**Tarefas propostas**
1/ Resuma em duas frases o texto sobre o caso Banestado.
2/ Dê prosseguimento ao texto sobre o caso Banestado a partir da última frase apresentada.

**Texto do documento**
===

Banestado: ações e omissões do MPF

Frederico Vasconcelos

Prescrição retroativa é “invenção brasileira” com “modalidades exóticas”.

 

O reconhecimento da prescrição de crimes cometidos por ex-gestores do Banestado abre espaço para uma reflexão sobre as ações e omissões do Ministério Público Federal que contribuíram para esse desfecho.

Trata-se de mais um caso de impunidade em crimes graves permitida pela legislação processual e agravada pela demora nas investigações e na tramitação das ações.

Reportagem de autoria do editor deste blog, publicada na edição desta terça-feira (23/4) na Folha, revela que o Superior Tribunal de Justiça extinguiu completamente a punição de sete dos 14 ex-diretores e gerentes do Banestado —banco paranaense privatizado em 2000— condenados pela remessa fraudulenta de R$ 2,4 bilhões ao exterior, nos anos 90.

Em 2003, uma força-tarefa –formada por membros do MPF, Polícia Federal, Receita Federal e Banco Central– investigou o esquema que transferia para paraísos fiscais dinheiro da corrupção e do tráfico de drogas através de depósitos de doleiros em contas de laranjas e nas chamadas contas CC5 (criadas para permitir transferências legais para o exterior).

===

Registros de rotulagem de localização
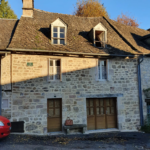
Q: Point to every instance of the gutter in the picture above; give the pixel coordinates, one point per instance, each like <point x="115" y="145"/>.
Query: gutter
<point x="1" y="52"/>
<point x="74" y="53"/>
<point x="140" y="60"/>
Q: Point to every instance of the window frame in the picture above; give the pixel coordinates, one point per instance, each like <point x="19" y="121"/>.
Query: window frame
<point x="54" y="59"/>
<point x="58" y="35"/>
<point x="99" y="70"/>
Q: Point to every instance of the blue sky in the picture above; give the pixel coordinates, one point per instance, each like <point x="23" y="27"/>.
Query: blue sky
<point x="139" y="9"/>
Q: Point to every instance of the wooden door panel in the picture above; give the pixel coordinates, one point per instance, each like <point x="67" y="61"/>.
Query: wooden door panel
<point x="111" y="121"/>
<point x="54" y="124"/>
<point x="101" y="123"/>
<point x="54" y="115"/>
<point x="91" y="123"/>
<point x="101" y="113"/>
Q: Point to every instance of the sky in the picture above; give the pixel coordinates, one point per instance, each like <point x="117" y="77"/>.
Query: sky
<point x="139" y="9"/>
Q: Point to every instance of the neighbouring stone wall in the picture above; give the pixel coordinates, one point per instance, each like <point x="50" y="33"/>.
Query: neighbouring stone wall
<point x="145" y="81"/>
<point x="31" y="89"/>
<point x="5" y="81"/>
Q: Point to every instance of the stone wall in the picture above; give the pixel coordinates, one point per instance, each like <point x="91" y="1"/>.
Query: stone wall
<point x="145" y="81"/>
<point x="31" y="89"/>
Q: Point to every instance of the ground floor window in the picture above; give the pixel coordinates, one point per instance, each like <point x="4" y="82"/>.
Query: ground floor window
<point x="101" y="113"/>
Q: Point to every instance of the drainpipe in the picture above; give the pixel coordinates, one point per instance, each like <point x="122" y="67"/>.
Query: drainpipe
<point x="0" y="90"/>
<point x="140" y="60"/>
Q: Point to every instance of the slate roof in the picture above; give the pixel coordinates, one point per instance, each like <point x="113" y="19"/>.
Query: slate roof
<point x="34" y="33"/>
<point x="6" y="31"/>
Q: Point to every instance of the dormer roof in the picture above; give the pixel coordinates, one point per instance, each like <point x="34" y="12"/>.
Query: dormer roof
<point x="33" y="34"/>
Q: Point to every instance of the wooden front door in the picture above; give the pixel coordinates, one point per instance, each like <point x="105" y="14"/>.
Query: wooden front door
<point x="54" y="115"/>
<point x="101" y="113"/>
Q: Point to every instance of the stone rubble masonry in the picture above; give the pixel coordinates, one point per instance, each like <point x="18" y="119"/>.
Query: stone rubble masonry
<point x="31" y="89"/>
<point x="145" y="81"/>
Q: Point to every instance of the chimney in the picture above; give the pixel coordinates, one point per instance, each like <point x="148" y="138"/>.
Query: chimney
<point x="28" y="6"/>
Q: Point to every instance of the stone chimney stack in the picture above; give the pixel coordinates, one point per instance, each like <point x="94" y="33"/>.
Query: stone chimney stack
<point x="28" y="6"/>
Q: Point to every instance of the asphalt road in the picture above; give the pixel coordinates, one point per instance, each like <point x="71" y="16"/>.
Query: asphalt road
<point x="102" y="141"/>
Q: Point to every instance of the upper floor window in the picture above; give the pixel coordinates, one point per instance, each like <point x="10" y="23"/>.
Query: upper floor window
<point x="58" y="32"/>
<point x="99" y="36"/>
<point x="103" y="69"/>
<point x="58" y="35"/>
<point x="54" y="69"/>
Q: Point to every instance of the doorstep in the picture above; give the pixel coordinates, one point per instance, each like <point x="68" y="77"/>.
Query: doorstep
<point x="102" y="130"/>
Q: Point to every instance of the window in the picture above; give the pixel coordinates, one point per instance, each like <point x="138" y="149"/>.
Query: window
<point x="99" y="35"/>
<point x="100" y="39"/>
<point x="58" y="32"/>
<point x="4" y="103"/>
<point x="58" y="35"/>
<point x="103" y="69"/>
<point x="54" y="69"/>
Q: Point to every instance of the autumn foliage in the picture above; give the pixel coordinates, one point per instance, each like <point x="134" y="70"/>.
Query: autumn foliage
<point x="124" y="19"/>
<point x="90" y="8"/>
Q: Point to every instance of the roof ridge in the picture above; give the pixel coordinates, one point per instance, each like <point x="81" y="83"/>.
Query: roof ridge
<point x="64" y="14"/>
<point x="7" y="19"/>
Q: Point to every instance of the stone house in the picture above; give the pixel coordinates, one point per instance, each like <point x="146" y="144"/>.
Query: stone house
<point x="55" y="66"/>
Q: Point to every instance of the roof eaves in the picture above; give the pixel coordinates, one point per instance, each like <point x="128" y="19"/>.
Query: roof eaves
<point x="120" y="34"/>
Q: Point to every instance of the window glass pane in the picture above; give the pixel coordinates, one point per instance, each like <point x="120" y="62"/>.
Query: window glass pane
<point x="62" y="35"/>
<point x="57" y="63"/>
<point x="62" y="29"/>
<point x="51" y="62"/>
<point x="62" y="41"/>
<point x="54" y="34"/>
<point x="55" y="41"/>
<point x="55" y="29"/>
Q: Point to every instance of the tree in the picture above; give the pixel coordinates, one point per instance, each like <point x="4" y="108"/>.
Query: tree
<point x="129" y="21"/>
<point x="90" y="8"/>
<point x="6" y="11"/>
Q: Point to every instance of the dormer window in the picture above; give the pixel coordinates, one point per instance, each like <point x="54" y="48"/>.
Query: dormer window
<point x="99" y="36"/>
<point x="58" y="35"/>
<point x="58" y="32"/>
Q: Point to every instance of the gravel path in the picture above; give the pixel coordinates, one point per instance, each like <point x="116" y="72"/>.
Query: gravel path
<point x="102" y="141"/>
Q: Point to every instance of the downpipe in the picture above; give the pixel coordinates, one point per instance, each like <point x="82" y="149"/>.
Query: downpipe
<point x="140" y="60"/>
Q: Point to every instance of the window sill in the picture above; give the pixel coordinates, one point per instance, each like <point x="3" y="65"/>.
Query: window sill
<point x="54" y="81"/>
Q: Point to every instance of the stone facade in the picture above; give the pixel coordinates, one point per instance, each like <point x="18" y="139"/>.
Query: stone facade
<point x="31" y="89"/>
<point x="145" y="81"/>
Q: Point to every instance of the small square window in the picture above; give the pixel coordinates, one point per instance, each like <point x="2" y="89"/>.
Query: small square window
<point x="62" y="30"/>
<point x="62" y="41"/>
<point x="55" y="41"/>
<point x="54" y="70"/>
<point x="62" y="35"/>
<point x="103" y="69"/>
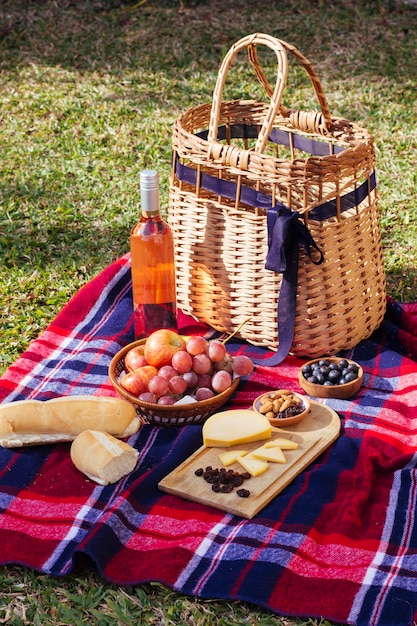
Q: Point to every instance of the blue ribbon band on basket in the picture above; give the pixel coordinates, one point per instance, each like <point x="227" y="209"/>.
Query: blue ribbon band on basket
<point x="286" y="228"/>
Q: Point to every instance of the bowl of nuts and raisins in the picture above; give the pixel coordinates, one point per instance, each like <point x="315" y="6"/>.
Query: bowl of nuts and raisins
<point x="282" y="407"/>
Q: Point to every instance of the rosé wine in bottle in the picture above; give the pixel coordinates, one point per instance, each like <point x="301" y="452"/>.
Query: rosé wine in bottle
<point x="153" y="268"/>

===

**Respostas dos problemas**
1/ O Superior Tribunal de Justiça extinguiu completamente a punição de sete dos 14 ex-diretores e gerentes do Banestado condenados pela remessa fraudulenta de R$ 2,4 bilhões ao exterior nos anos 90, o que abre espaço para uma reflexão sobre as ações e omissões do Ministério Público Federal que contribuíram para esse desfecho. Trata-se de mais um caso de impunidade em crimes graves, permitida pela legislação processual e agravada pela demora nas investigações e na tramitação das ações.

2/
Em agosto de 2004, o procurador Celso Três, que iniciou as investigações em Cascavel (PR), relatou à Folha a precariedade dos meios para investigar o Caso Banestado e a falta de apoio da Procuradoria-Geral da República.

Três responsabilizou a cúpula da PGR à época e a Polícia Federal pela “aberrante morosidade” na investigação. Ele afirmou que o então procurador-geral, Geraldo Brindeiro, deveria ter constituído uma força-tarefa em 1998, o que só fez “no crepúsculo de sua gestão, acossado pela CPI do Banestado”.

Na fase inicial das investigações, trabalhava-se com um computador, apreendido pela Receita, operado por um motorista do MPF.

Em apenas doze meses, entre agosto de 2003 e agosto de 2004, o juiz federal Sergio Fernando Moro, da 2ª Vara Federal Criminal de Curitiba, julgou a ação penal, um processo com 20 denunciados –metade do número de réus do mensalão.

A tramitação do processo nos tribunais, contudo, foi marcada pela morosidade. A ação permaneceu durante cinco anos no Tribunal Regional Federal da 4ª Região, em Porto Alegre, para julgamento de apelações. O processo está há mais de três anos no STJ.

A Procuradoria-Geral da República levou um ano e três meses para emitir um parecer.

“A prescrição retroativa, ao fim das intermináveis quatro instâncias, é invenção brasileira sem paralelo no mundo”, diz Celso Três. “Faz-se tramitar todo o processo para, apenas no final, saber se está prescrito ou não”.

“Não estou decepcionado, pois o resultado era previsível”, afirma.

“É realmente lamentável que a prescrição tenha ocorrido”, diz o procurador da República Vladimir Aras, que também participou das investigações.

“Precisamos modificar as regras de prescrição, para que não haja impunidade em crimes graves. Os prazos atuais são muito exíguos e há modalidades prescricionais exóticas, só conhecidas no Brasil”, diz.

Segundo o procurador, “apesar da prescrição, a força-tarefa foi exitosa, pois conseguimos repatriar US$ 3,6 milhões, e a Receita Federal lançou mais de R$ 8 bilhões em tributos”.

“Enfim, bem ou mal alguma Justiça se obteve”, diz Aras.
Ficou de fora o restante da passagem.